Teks:
TERNATE,MSC– Badan Pengawas Pemilihan Umum (Bawaslu) Provinsi Maluku Utara (Malut), menghimbau agar penyelenggara Pemilu khususnya KPPS, tidak menggunakan fasilitas ruang kelas (belajar mengajar) di sekolah untuk dijadikan TPS. Pertimbangan luasnya ruang kelas, menjadi dasar himbauan tersebut.
“Kelas ruang belajar terlalu kecil untuk itu (dijadikan TPS). TPS harus memiliki akses yang luas bagi warga masyarakat untuk dapat meyaksikan seluruh proses aktivitas pungut hitung. Kalau dibuat di ruang kelas, tentunya ruang untuk menyaksikannya menjadi sempit,” kata Ketua Bawaslu Provinsi Malut, Muksin Amrin SH MH di ruang kerjanya, Selasa (9/4/2019) siang.
Menurutnya, ukuran TPS harus sesuai yang ditetapkan yakni minimal 10×8 meter persegi. “Agar bisa menampung semua orang yang berkepentingan termasuk para saksi. Kalau di ruangan kelas, pasti akan sempit karena ada saksi 16 Parpol, 24 calon DPD dan dua saksi Capres Cawapres,” tuturnya.

(Item dari sebuah dataset)
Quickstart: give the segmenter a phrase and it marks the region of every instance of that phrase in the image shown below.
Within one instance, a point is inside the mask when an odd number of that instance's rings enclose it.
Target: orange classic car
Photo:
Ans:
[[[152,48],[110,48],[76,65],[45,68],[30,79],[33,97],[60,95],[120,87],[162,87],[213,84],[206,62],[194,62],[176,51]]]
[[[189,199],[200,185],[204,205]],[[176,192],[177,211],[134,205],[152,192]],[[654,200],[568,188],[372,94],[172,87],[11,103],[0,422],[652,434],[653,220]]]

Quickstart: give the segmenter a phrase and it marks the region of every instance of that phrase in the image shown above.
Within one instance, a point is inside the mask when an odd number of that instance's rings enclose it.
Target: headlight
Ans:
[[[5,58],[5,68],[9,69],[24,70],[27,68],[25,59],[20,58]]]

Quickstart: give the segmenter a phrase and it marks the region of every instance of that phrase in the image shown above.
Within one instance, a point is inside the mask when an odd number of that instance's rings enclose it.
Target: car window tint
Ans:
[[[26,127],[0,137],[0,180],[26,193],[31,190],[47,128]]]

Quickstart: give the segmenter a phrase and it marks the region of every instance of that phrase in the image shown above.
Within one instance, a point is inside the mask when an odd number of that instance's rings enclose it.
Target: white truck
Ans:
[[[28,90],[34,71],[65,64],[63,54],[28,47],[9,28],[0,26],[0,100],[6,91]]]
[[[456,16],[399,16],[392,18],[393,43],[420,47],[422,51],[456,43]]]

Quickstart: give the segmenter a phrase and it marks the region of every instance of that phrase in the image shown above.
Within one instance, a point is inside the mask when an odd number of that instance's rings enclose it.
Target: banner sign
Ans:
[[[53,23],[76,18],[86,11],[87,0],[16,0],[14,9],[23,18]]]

Yang Dikerjakan:
(a) Dalam teks tentang imbauan Bawaslu Malut, berapa ukuran minimal TPS yang disebutkan?
(b) Sambung teks tentang imbauan Bawaslu Malut mulai setelah kalimat terakhirnya.
Baris-baris data tersebut merupakan bahan tersendiri yang terpisah dari teks.

Jawaban Tugas:
(a) Minimal 10×8 meter persegi.

(b)
Selain itu, Muksin sendiri beriktiar pada keesokan harinya, apabila proses penghitungan masih berlangsung, akan megganggu aktivitas belajar di sekolah. “Kalau keesokannya sekolah tidak diliburkan, tentunya dapat menggangu aktivitas belajar para siswa jika menggunakan ruang kelas sebagai TPS,” jelas Muksin.
Bawaslu, kata Muksin, berharap TPS dibuat di ruang terbuka agar memberi akses dapat disaksikan masyarakat, termasuk para pemantau pemilu. “Tentunya lebih baik jika di halaman atau pekarangan sekolah, kantor atau rumah warga yang bisa lebih memberi akses penglihatan bagi masyarakat,” himbaunya.
Selain itu, Muksin juga menghimbau khusus bagi pemerintah daerah untuk dapat memperhatikan kondisi penerangan terutama pada desa atau kelurahan yang belum memiliki akses listrik. “Agar proses penghitungan dapat berjalan lancar, diharapkan peran aktif pemerintah daerah untuk membantu agar seluruh TPS bisa melangsungkan proses penghitungan tanpa ada kendala penerangan (listrik),” pungkasnya. (red)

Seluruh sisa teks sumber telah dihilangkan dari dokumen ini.